» **Written instruction**:
Set out the part of the entries below that opens with the line containing "Draw the outline of every instance of the woman's" and runs through the end of the entries as a Markdown table. Use the columns "Row" and "Line", give each line its own numbered row, and leave out blank lines.

» **Data records**:
########

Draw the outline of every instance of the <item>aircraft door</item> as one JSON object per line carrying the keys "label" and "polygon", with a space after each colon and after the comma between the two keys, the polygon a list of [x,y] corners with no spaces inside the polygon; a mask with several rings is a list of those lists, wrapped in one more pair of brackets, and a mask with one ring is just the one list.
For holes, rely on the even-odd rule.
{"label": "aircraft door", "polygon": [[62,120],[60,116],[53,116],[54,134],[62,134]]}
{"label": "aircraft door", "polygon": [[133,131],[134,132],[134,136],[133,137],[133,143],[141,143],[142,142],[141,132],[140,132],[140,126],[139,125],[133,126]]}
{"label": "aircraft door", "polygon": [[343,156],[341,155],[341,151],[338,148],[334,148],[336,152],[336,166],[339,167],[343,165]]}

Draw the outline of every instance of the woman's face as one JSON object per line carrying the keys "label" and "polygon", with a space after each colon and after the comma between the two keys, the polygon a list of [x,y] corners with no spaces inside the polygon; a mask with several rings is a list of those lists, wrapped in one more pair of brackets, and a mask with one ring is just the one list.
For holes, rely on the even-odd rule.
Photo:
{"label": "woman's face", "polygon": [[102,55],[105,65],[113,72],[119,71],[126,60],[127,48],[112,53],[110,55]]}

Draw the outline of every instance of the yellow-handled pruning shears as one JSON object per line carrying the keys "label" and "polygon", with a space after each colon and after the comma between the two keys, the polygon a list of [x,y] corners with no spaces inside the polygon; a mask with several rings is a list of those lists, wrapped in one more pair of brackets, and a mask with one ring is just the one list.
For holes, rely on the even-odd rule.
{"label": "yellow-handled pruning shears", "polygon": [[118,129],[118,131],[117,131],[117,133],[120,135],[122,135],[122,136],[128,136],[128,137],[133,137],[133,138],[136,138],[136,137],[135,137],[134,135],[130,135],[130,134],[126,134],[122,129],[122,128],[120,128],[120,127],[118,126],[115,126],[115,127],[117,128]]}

########

» **Expected answer**:
| Row | Line |
|---|---|
| 1 | Draw the outline of every instance of the woman's face as one JSON object per line carrying the keys "label" and "polygon", with a space after each colon and after the comma between the two keys, the polygon a list of [x,y] corners with no spaces inside the polygon; a mask with several rings is a list of those lists, wrapped in one more pair of brackets, and a mask with one ring is just the one list. |
| 2 | For holes, rely on the even-odd rule. |
| 3 | Photo: |
| 4 | {"label": "woman's face", "polygon": [[102,55],[105,65],[113,72],[119,71],[126,60],[127,48],[112,53],[110,55]]} |
| 5 | Draw the outline of every instance of the yellow-handled pruning shears as one JSON object per line carrying the keys "label" and "polygon", with a space after each colon and after the comma between the two keys, the polygon a list of [x,y] corners with no spaces inside the polygon; a mask with several rings is a list of those lists, wrapped in one more pair of brackets, and a mask with one ring is just the one list. |
| 6 | For holes, rely on the even-odd rule. |
| 7 | {"label": "yellow-handled pruning shears", "polygon": [[118,129],[118,131],[117,131],[117,133],[120,135],[122,135],[122,136],[128,136],[128,137],[133,137],[133,138],[136,138],[136,137],[135,137],[134,135],[130,135],[130,134],[126,134],[122,129],[122,128],[120,128],[120,127],[118,126],[115,126],[115,127],[117,128]]} |